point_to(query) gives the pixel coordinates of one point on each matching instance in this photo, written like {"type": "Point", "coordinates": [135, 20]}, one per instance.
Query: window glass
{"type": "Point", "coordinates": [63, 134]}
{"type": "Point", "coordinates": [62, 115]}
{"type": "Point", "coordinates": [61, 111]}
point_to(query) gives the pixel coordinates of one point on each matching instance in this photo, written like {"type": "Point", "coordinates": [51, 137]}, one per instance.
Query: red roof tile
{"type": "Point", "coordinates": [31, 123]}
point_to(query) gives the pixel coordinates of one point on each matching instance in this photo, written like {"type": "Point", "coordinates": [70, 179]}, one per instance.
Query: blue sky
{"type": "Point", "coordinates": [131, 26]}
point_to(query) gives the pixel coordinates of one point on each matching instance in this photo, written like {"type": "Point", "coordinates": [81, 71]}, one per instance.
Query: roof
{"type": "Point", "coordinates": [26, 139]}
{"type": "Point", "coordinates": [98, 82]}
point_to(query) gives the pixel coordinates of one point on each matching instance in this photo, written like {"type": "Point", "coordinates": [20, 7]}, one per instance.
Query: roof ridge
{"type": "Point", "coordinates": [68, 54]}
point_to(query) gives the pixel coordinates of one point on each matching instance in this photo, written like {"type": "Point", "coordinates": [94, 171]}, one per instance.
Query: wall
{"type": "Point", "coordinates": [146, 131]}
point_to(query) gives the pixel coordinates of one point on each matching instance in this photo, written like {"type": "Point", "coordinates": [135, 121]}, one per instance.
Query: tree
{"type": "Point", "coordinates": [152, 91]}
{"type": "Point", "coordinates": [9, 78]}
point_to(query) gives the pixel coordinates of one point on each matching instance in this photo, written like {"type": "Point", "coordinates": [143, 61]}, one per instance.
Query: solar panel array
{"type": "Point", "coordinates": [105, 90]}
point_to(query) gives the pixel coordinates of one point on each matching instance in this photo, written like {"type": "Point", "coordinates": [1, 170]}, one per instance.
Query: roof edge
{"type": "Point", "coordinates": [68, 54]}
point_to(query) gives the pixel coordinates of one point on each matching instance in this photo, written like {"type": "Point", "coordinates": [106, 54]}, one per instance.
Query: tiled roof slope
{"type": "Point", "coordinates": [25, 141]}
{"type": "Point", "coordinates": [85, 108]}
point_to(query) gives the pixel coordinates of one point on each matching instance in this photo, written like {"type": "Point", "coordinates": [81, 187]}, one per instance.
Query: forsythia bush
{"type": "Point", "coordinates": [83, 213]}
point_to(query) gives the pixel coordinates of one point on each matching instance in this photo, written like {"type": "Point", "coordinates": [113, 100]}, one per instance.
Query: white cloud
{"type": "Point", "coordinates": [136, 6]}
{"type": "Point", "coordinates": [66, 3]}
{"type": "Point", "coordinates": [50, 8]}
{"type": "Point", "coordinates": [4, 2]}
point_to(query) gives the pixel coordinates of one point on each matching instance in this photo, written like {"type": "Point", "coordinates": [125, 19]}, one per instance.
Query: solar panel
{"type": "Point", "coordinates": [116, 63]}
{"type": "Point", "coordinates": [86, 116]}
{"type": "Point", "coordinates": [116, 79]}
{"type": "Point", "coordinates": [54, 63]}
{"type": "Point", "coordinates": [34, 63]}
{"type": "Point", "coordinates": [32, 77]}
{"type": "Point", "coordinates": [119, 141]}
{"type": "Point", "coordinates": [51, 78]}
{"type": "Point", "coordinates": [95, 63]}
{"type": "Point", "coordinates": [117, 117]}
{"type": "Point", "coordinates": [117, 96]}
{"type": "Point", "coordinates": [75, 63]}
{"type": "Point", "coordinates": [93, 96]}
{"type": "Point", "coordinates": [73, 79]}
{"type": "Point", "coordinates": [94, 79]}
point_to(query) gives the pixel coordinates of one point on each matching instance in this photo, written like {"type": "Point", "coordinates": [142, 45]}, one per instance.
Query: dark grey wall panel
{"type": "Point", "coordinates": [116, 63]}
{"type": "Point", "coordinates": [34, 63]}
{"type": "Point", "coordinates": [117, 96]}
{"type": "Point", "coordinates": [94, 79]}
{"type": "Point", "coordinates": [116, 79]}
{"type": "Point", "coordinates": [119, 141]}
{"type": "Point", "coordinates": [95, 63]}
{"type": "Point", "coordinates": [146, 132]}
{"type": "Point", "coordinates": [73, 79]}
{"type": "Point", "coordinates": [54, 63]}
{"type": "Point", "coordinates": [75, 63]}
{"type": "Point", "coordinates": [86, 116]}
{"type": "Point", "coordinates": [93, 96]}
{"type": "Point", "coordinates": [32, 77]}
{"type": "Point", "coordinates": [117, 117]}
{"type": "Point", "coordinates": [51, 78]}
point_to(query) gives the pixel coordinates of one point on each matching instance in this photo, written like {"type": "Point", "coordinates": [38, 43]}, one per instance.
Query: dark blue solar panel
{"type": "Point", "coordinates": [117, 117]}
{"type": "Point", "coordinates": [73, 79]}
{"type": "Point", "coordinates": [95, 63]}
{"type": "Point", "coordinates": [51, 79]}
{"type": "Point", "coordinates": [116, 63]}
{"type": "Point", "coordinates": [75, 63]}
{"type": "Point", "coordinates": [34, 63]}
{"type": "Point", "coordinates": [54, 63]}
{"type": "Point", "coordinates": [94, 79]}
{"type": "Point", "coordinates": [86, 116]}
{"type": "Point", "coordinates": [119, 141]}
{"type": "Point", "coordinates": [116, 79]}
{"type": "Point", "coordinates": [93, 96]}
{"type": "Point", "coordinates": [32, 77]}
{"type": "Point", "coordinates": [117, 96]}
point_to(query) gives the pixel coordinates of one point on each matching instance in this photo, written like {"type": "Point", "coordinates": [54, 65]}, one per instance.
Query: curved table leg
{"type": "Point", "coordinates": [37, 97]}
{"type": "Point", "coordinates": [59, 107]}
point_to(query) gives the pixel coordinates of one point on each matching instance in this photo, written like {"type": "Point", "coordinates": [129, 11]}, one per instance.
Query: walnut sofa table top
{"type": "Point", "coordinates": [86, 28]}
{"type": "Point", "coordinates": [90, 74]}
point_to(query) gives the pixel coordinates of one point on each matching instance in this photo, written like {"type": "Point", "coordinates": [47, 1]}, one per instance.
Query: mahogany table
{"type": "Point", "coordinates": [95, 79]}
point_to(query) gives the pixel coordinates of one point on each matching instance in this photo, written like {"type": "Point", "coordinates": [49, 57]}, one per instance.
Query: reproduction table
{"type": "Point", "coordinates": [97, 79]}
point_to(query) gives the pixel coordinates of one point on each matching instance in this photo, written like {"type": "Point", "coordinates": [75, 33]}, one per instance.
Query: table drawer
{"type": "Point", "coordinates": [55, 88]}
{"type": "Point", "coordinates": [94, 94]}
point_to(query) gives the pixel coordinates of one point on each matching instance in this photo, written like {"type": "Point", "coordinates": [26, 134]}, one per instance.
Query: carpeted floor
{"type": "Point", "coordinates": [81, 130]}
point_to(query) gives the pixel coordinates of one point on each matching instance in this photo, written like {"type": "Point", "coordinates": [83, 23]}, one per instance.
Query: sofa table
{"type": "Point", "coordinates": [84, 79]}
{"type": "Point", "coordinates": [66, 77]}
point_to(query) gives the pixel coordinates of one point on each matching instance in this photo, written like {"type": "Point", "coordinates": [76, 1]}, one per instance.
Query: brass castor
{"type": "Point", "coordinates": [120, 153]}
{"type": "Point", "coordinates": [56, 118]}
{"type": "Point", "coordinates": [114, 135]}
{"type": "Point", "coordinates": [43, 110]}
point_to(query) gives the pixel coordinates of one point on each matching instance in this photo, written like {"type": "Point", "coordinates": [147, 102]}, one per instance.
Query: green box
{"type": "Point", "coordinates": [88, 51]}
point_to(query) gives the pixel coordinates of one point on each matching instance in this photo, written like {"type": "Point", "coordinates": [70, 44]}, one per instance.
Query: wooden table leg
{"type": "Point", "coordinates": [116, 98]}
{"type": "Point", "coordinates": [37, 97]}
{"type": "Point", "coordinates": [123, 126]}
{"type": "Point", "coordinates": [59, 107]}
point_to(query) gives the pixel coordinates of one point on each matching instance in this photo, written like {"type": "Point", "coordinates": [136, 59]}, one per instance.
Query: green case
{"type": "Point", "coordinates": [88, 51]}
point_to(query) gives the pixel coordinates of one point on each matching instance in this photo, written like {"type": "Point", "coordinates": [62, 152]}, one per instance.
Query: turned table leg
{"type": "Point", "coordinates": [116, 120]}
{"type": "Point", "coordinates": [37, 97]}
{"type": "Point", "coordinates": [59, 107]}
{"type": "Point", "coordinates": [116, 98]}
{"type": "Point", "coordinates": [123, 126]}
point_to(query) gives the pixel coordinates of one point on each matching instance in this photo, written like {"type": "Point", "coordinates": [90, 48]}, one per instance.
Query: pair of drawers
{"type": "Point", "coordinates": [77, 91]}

::::::::

Exercise requirements. Once you reach the line containing "Query: turned table leg", transcribe it and each line after it through the end of the material, exactly and with nothing added.

Output below.
Query: turned table leg
{"type": "Point", "coordinates": [116, 120]}
{"type": "Point", "coordinates": [37, 97]}
{"type": "Point", "coordinates": [59, 107]}
{"type": "Point", "coordinates": [116, 98]}
{"type": "Point", "coordinates": [123, 126]}
point_to(query) gives the pixel coordinates of one point on each matching instance in this photo, written like {"type": "Point", "coordinates": [90, 48]}, one per instance.
Query: pair of drawers
{"type": "Point", "coordinates": [77, 91]}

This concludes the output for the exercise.